(RINGKASAN TUGAS):
Menurut kutipan tentang produksi kopi, negara mana yang berada di posisi keempat penghasil kopi terbesar pada 2020? Tolong sebutkan juga jumlah produksinya.

Kedai kopi di Palestina; 1900. FOTO/Wikicommon |
Mafaza-Online | Brasil masih menjadi negara penghasil kopi terbesar di dunia pada 2020. Berdasarkan data International Coffee Organization (ICO), produksi kopi di Brasil sebesar 63,4 juta karung berukuran 60 kilogram (kg) pada tahun lalu.
Vietnam berada di posisi kedua dengan produksi kopi mencapai 29 juta karung pada 2020. Berikutnya ada Kolombia dengan produksi kopi sebanyak 14,3 juta karung pada periode yang sama. Indonesia menempati posisi keempat dengan produksi kopi sebesar 11,95 juta karung. Setelahnya ada Ethiopia dengan produksi kopi sebanyak 7,37 juta karung.
Produksi kopi di Honduras dan Uganda masing-masing sebanyak 6,1 juta karung dan 5,62 juta karung. Lalu, Meksiko mampu memproduksi 4 juta karung kopi. Peru tercatat menghasilkan 3,8 juta karung kopi. Sedangkan, produksi kopi di Guatemala tercatat sebesar 3,75 juta karung kopi.
Setidaknya, lebih dari dua miliar cangkir kopi diminum setiap hari di seluruh dunia. Jumlah itu cukup untuk memenuhi sekitar 4000 kolam renang ukuran Olimpiade setiap hari. Alhasil Kopi telah menjelma menjadi industri global dan menjadi produk komoditas kedua terbesar di dunia. Rekor tersebut hanya dapat ditandingi oleh minyak bumi.

(DAFTAR DATA):
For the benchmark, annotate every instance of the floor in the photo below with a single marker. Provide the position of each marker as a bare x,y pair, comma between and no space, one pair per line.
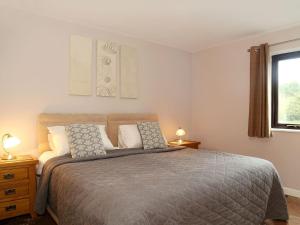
293,204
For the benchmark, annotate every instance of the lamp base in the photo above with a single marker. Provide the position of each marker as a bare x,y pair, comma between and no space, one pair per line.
8,157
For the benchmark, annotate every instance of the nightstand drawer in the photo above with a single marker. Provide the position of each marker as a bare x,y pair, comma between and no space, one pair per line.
14,208
13,189
13,174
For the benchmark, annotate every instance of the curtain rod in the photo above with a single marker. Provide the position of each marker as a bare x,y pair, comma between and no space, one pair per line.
282,42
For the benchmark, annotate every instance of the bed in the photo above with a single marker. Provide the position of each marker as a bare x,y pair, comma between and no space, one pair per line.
171,186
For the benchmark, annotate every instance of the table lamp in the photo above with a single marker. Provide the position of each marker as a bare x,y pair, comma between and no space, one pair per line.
9,141
180,132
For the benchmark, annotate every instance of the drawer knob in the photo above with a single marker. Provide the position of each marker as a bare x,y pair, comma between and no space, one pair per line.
9,176
11,191
10,208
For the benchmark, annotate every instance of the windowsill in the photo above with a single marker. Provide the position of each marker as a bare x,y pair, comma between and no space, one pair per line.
285,130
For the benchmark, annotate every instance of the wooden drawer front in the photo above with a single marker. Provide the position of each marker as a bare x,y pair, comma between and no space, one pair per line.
12,190
13,174
14,208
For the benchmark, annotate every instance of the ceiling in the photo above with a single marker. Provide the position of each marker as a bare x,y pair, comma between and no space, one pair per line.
190,25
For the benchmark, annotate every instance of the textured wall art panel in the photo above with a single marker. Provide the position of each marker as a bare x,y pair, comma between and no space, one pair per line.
107,55
80,74
129,72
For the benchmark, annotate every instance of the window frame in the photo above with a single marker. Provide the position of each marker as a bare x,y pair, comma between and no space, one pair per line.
274,91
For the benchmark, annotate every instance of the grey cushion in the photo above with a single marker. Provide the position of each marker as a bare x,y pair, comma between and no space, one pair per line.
151,135
85,140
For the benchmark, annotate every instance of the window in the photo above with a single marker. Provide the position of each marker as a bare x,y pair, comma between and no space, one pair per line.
286,90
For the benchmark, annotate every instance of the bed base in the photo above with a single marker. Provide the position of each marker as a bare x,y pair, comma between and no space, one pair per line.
52,214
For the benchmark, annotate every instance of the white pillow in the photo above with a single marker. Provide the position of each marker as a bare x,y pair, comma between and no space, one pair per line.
129,136
43,158
60,139
107,143
50,141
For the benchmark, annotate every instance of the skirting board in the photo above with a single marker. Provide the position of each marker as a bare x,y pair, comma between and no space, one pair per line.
292,192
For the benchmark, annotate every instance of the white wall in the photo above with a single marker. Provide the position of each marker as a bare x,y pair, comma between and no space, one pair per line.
34,63
220,101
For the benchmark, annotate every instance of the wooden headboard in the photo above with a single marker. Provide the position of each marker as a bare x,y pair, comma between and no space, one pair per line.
112,122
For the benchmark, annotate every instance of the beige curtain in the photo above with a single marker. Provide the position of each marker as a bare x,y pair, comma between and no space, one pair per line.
258,125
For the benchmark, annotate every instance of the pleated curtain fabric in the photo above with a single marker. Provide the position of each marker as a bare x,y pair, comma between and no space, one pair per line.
258,125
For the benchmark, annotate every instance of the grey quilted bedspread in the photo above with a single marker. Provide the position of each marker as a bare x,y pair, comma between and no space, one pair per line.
162,187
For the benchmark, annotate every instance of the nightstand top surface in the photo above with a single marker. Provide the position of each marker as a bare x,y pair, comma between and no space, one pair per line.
20,159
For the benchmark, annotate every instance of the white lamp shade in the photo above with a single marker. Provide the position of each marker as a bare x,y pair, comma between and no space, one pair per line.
180,132
11,142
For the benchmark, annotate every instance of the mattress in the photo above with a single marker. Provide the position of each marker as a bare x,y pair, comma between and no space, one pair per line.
163,186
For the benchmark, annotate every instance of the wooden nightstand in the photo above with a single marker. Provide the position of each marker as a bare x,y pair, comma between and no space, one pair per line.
17,186
186,143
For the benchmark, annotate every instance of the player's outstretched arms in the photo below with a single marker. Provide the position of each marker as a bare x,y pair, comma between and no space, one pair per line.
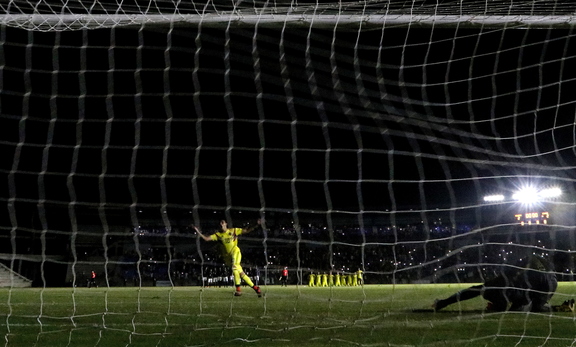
206,238
253,227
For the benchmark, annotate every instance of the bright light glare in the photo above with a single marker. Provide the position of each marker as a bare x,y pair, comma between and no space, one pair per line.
531,195
550,193
493,198
526,195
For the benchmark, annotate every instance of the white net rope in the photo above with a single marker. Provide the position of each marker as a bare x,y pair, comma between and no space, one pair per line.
74,15
384,136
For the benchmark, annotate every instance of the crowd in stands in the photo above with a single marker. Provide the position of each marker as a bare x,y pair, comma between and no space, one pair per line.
408,254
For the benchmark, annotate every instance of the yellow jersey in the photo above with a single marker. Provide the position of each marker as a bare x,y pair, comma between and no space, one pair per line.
228,239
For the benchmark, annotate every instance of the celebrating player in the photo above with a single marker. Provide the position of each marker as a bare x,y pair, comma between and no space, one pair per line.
228,238
284,277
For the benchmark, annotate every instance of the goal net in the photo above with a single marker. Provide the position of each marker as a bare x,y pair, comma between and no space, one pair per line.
428,145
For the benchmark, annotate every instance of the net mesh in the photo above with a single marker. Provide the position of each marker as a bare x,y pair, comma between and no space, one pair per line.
384,136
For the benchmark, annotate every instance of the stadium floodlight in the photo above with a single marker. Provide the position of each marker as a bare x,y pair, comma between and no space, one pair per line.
494,198
526,195
550,193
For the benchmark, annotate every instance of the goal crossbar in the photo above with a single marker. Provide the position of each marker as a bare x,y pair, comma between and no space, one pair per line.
54,22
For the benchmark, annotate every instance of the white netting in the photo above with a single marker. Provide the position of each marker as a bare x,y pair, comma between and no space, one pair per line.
74,15
366,134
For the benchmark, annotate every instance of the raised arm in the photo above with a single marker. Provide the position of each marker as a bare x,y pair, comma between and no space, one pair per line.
252,228
206,238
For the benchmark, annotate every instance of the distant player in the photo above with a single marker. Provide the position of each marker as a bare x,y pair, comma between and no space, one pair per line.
228,238
338,280
311,280
92,280
324,280
528,288
360,275
284,277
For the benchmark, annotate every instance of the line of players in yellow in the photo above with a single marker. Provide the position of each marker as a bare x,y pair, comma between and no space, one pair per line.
336,280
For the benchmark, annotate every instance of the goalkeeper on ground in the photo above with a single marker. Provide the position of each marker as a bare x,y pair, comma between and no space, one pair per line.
524,288
228,238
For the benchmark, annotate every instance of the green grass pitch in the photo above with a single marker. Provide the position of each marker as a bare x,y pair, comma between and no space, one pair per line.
373,315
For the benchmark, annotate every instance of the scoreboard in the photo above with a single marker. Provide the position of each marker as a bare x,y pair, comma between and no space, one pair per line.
532,218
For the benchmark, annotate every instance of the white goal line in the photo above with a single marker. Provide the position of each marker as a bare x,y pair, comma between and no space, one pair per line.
54,22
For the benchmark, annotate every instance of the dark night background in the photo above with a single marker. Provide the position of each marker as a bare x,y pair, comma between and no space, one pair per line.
393,124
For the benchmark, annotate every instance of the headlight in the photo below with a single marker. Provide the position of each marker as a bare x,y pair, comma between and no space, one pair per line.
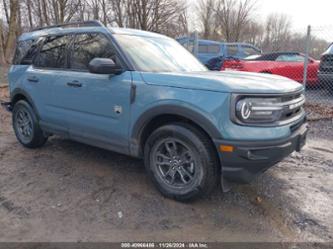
263,110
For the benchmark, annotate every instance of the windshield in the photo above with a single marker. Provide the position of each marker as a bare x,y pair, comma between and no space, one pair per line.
252,57
151,54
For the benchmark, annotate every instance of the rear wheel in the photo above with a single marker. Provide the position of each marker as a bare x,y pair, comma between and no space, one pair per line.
181,162
26,126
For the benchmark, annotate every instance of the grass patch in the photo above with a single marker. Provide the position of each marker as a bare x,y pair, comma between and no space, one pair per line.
3,75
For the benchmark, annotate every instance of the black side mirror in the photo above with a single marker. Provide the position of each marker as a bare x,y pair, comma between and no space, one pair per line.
104,66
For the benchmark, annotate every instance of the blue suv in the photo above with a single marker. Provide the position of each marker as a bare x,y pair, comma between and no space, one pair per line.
142,94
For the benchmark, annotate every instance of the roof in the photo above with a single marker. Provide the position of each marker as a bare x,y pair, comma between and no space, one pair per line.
82,27
201,41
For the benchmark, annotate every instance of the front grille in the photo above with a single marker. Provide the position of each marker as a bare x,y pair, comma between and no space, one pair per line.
326,64
292,107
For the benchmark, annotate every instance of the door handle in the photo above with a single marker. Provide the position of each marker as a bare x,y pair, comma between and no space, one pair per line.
33,79
74,84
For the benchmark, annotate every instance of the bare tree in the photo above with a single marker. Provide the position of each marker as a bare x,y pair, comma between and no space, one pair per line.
277,32
232,16
206,10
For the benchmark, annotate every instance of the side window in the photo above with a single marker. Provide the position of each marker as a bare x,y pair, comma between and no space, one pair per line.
53,53
213,49
89,46
22,49
32,52
189,45
203,49
232,50
248,50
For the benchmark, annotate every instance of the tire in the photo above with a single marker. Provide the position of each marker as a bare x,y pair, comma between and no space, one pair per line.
181,161
26,126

(JAWABAN BERIKUT):
Indonesia, dengan produksi 11,95 juta karung.